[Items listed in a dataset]

· · ·

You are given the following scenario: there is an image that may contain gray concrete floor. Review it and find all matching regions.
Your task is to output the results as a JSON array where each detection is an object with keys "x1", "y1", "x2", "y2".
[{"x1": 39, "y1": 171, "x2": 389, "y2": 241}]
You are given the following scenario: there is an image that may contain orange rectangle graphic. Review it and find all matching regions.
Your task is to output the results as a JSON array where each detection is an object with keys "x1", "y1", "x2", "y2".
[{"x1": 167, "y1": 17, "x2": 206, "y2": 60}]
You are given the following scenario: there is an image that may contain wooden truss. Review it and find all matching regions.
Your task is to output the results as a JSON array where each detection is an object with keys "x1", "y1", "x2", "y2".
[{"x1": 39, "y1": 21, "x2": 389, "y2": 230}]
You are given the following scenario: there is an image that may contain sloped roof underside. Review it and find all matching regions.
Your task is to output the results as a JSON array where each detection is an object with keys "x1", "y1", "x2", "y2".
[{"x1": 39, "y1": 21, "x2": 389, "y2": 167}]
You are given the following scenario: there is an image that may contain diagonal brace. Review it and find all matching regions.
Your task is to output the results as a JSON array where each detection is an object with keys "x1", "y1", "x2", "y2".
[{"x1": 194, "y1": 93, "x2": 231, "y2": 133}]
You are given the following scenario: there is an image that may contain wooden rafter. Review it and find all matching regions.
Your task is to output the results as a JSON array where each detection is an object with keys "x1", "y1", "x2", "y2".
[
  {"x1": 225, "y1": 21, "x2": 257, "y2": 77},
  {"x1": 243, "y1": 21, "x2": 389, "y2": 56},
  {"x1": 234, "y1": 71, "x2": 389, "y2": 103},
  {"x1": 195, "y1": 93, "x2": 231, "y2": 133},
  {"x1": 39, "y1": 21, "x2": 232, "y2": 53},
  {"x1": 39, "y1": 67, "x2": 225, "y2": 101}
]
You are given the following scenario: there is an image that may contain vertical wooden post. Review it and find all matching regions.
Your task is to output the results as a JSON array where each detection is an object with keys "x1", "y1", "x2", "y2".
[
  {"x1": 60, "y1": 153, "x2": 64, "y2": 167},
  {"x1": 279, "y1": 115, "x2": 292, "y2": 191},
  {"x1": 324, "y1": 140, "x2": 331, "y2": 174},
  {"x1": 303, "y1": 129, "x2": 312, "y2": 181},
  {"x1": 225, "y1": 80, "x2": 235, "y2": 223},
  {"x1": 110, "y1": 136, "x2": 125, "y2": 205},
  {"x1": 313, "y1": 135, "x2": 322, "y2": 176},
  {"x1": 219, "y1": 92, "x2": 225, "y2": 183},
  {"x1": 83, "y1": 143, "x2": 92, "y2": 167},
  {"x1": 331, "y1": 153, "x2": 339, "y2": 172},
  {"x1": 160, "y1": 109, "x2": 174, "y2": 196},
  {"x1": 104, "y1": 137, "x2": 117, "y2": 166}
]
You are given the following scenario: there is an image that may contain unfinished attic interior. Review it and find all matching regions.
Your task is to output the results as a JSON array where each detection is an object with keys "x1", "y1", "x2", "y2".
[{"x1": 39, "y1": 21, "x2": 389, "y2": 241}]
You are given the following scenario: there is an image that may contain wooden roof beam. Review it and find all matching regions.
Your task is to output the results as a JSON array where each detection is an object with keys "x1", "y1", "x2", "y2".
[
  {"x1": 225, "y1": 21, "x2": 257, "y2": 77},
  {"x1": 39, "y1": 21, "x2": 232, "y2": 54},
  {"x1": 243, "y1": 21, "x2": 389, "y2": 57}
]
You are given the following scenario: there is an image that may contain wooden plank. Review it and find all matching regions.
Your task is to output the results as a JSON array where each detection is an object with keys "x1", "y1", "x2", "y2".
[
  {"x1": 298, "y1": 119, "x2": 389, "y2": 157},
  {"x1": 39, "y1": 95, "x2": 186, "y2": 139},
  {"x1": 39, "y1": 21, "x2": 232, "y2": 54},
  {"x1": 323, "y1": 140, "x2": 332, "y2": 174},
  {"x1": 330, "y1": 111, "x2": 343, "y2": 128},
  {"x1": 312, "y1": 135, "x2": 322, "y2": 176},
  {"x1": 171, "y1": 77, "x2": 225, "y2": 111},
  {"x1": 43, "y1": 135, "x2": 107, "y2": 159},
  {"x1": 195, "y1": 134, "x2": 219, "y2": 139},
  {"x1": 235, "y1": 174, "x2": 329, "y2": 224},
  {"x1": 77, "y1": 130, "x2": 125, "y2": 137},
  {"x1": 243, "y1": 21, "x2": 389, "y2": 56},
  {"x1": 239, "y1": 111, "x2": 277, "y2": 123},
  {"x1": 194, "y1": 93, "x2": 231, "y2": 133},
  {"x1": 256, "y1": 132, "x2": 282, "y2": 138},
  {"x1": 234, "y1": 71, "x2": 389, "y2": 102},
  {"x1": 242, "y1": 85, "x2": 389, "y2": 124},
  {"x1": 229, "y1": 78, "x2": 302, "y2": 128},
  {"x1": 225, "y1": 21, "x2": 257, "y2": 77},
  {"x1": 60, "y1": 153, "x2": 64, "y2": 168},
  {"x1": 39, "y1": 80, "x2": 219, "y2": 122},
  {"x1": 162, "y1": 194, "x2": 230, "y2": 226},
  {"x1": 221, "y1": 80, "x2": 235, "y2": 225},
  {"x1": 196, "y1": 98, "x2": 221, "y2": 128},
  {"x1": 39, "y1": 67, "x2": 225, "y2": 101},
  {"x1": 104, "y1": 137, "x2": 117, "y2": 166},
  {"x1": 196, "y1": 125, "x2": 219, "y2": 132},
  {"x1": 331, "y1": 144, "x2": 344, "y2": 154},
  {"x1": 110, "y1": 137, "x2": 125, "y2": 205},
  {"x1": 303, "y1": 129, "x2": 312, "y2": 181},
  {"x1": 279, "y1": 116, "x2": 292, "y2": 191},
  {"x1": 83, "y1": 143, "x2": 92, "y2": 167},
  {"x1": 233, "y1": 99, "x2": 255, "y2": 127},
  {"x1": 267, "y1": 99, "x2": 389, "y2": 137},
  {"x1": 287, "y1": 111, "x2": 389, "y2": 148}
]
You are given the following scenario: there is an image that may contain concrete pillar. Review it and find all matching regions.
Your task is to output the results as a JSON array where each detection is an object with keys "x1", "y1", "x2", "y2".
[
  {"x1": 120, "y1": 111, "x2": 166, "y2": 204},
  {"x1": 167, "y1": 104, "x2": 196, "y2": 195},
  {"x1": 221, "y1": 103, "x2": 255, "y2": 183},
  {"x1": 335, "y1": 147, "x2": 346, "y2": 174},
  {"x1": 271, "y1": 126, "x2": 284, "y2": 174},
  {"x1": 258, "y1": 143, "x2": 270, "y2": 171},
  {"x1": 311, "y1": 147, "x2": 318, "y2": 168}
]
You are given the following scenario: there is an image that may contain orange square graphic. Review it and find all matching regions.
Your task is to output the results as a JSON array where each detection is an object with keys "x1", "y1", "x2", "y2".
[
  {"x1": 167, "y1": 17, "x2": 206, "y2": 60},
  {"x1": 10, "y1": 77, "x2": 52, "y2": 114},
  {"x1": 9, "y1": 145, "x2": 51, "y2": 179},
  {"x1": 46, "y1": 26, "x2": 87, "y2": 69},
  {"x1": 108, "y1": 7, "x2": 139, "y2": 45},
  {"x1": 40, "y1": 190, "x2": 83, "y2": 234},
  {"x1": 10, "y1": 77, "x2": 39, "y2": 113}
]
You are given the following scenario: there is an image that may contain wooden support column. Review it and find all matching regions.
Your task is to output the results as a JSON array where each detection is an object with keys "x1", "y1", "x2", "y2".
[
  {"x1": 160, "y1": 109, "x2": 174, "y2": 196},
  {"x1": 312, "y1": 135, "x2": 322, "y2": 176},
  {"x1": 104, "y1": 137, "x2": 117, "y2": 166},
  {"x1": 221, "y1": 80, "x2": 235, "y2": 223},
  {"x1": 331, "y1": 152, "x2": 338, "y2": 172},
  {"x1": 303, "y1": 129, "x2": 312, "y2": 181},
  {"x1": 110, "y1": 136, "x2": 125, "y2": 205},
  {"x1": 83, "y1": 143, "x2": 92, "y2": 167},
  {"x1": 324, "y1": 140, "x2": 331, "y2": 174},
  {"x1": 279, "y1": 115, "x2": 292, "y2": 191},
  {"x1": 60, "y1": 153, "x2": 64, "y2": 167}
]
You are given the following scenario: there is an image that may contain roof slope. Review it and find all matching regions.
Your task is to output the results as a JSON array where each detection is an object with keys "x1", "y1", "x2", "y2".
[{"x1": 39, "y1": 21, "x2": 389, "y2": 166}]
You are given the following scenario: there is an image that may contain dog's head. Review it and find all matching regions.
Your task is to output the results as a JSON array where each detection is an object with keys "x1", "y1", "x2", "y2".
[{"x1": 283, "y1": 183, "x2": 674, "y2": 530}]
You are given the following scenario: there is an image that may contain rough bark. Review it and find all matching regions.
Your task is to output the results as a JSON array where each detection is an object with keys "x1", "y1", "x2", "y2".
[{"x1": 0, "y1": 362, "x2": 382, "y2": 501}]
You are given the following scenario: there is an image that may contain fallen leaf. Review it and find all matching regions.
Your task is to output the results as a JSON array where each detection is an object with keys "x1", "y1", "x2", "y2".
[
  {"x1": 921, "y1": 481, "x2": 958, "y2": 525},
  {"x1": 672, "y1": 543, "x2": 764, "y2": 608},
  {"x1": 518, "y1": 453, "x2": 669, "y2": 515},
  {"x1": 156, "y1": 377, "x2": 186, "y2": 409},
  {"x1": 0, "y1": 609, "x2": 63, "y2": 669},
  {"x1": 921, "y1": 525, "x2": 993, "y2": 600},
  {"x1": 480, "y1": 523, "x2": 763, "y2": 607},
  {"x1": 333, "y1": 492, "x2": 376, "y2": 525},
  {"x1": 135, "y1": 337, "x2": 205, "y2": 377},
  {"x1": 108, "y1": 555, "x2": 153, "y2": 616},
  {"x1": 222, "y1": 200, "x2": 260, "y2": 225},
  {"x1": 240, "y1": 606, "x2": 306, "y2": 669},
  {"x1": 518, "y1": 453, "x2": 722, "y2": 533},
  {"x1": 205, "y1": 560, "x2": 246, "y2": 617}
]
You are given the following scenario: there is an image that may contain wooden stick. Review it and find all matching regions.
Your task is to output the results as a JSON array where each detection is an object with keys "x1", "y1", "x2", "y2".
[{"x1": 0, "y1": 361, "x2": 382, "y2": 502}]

· · ·

WHAT TO WORK ON
Rewrite the lines from the one containing "stick. Review it and find all matching regions." through the end of the lines, changing "wooden stick" to "wooden rod" and keeping everything else the same.

RESULT FOR THIS TASK
You are given the following scenario: there is an image that may contain wooden rod. Review it and find all matching regions.
Your task is to output the results as a JSON array where each detection is an object with keys "x1", "y1", "x2", "y2".
[{"x1": 0, "y1": 361, "x2": 382, "y2": 502}]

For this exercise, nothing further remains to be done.